[Stored dataset items]
[Begin]

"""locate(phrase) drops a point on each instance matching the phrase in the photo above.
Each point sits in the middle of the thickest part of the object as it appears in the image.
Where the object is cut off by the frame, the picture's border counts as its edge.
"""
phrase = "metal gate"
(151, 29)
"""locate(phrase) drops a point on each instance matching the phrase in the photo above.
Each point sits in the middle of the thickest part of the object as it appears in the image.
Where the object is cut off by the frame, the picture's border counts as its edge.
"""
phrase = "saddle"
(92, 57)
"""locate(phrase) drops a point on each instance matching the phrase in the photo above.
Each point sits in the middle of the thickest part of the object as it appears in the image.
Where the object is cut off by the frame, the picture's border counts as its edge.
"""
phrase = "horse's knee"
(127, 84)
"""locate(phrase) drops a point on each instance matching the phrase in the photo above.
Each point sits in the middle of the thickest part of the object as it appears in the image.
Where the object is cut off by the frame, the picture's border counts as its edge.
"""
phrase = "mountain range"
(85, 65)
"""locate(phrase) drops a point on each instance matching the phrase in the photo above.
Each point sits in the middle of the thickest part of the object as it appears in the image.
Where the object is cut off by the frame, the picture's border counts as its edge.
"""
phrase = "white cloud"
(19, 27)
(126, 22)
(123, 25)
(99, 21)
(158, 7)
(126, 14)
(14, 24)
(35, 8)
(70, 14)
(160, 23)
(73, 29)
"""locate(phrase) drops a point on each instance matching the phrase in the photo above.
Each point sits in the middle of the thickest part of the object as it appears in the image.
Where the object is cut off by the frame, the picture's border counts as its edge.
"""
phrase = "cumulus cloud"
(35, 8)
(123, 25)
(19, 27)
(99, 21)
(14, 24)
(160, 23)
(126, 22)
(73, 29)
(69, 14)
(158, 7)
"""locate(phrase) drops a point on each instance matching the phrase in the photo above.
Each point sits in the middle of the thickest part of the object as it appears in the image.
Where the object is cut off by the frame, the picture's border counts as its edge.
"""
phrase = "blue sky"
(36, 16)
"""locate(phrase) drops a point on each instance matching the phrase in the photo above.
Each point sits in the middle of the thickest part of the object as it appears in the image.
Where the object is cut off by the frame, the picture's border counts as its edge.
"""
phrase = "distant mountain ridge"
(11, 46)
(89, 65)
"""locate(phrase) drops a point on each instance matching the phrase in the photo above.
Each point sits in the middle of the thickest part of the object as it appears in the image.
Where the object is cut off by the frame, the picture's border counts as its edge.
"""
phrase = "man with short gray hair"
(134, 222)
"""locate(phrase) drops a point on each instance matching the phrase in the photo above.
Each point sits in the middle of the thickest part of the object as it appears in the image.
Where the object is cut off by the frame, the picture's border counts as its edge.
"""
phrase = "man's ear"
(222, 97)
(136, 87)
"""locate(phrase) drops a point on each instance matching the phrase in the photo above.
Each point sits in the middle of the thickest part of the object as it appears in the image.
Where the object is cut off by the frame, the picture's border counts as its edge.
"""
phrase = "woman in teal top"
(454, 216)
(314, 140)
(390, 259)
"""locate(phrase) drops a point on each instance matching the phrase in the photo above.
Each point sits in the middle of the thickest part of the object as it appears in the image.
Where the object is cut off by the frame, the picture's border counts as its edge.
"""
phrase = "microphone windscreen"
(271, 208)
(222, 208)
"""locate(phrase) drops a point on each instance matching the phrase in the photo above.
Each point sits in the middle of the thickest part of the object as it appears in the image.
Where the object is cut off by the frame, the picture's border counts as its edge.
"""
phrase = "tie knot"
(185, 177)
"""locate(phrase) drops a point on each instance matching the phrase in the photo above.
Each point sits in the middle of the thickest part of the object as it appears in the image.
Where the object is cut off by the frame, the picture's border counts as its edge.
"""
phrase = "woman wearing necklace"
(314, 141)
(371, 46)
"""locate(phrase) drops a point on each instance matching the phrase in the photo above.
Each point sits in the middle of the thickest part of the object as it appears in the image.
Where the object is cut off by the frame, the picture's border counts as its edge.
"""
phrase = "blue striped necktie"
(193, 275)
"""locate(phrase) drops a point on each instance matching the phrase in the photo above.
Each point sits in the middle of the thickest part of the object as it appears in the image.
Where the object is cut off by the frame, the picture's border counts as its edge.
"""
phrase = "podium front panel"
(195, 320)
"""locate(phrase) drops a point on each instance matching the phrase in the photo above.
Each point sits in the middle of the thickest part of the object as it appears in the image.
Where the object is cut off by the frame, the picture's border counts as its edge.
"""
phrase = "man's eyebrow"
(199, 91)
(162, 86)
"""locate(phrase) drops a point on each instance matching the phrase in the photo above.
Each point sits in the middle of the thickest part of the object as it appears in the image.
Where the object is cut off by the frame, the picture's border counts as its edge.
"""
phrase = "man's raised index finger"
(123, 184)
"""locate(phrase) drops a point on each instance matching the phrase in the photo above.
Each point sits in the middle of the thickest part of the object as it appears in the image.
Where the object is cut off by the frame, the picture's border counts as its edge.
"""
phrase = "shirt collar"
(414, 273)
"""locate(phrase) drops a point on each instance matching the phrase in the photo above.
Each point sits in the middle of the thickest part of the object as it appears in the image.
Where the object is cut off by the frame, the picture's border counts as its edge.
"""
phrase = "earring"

[End]

> [SET PROBLEM]: Count the lines in the rows above that contain the word "cloud". Reply with the number alone.

> [EXERCISE ANSWER]: 2